▸ TASK PROMPT
Wherever "stained" occurs in the entries, copy the line that holds it.

▸ MATERIAL FOR THE TASK

= Beginning of Section =

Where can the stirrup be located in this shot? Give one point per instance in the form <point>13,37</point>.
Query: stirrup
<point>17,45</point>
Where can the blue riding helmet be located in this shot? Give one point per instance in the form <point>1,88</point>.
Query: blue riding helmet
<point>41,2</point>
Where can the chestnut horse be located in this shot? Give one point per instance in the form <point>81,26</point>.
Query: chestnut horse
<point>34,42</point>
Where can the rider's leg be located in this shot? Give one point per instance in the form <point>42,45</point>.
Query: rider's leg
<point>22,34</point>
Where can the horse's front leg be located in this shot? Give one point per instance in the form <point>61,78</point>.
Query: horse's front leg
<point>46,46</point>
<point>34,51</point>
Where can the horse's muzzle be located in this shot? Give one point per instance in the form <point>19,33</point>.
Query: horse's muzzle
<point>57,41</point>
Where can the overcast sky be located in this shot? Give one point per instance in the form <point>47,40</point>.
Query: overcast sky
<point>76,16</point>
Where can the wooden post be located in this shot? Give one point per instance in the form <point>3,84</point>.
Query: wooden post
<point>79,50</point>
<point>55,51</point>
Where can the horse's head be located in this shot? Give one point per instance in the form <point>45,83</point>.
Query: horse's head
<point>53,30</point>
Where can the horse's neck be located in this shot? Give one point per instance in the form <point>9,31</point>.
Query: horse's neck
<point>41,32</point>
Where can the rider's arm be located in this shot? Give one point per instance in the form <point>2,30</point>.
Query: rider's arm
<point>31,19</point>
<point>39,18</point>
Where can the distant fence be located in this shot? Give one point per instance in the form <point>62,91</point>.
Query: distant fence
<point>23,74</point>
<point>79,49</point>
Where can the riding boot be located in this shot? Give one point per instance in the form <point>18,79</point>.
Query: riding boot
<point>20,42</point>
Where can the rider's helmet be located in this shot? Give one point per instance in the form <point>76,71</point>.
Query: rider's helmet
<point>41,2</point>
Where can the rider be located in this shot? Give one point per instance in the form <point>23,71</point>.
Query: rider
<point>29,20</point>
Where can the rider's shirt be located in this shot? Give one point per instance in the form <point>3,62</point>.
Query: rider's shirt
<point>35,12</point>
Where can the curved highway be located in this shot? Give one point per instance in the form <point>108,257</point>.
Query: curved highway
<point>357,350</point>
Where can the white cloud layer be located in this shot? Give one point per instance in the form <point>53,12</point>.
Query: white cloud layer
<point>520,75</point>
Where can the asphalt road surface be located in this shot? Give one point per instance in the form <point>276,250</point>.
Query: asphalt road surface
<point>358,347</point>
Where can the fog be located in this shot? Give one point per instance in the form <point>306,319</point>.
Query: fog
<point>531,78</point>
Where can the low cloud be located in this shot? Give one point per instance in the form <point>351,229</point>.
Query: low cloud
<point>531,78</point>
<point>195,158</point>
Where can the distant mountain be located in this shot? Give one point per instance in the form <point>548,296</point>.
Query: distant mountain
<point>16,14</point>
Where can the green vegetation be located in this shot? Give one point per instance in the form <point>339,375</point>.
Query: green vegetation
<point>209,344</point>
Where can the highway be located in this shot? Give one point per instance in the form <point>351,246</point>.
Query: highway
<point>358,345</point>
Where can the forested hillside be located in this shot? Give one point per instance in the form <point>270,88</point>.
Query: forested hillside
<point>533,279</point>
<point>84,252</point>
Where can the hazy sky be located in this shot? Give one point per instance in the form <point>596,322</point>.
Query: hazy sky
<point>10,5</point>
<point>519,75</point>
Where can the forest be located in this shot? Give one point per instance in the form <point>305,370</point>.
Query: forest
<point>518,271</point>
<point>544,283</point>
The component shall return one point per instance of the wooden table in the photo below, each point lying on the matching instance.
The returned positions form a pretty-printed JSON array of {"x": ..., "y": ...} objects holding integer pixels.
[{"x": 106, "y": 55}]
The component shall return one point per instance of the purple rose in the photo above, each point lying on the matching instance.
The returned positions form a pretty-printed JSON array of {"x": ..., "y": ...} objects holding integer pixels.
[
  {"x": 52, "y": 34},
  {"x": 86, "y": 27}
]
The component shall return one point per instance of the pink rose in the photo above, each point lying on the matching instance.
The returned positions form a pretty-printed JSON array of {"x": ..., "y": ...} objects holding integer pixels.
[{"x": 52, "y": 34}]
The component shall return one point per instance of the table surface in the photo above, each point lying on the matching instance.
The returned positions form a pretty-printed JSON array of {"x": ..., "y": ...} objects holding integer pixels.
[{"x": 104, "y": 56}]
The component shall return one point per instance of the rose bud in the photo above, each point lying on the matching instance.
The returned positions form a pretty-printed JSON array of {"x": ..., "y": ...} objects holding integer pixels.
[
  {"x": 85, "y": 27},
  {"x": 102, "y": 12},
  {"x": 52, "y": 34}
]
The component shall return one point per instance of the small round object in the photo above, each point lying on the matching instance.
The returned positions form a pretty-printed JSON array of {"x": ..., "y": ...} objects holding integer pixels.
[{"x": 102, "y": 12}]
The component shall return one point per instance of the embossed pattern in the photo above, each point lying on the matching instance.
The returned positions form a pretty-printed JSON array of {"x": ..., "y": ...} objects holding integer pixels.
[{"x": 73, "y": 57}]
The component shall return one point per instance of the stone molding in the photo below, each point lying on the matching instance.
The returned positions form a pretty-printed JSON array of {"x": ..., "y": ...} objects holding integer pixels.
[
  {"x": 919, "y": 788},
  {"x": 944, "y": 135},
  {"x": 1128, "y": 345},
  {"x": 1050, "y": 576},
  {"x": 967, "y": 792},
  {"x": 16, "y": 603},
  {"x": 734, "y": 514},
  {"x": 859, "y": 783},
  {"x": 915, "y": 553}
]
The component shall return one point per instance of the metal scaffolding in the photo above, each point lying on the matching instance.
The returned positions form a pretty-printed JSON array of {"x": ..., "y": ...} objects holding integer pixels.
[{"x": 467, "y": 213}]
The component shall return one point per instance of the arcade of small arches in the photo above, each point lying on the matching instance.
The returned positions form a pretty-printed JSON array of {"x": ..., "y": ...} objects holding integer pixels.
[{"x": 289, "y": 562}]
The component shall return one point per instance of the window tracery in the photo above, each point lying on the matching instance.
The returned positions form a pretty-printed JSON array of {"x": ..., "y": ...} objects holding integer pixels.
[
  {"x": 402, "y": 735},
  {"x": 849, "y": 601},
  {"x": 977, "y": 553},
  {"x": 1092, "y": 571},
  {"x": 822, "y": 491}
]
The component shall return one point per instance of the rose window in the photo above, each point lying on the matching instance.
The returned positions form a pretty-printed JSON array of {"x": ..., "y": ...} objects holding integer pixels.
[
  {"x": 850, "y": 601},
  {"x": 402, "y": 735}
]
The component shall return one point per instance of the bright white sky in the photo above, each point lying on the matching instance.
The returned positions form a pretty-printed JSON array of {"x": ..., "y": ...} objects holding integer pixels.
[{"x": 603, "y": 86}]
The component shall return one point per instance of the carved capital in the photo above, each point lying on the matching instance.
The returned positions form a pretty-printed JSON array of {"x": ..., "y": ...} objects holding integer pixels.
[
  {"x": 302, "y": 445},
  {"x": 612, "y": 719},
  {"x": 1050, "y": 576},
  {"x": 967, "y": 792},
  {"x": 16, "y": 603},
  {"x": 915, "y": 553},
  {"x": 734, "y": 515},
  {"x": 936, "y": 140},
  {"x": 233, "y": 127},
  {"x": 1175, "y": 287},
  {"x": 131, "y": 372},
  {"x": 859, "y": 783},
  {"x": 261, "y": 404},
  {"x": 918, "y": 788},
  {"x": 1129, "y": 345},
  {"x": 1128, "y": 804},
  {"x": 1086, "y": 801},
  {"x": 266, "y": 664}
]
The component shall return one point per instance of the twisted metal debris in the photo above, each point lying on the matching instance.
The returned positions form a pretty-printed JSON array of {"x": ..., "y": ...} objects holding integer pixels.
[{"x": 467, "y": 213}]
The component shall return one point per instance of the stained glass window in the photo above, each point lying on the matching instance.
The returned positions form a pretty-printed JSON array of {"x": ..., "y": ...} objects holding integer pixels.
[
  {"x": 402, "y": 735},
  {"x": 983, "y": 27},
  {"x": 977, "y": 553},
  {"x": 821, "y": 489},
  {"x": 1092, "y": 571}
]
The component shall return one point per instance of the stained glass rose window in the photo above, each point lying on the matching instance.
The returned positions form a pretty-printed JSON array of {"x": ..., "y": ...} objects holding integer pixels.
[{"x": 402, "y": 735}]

= End of Section =

▸ WRITTEN ANSWER
The component shall return one point per instance of the stained glass window in the photo above, each point lying on the matching instance.
The component shall return one point per instance of the stained glass rose window in the photo above, each point lying on the matching instance.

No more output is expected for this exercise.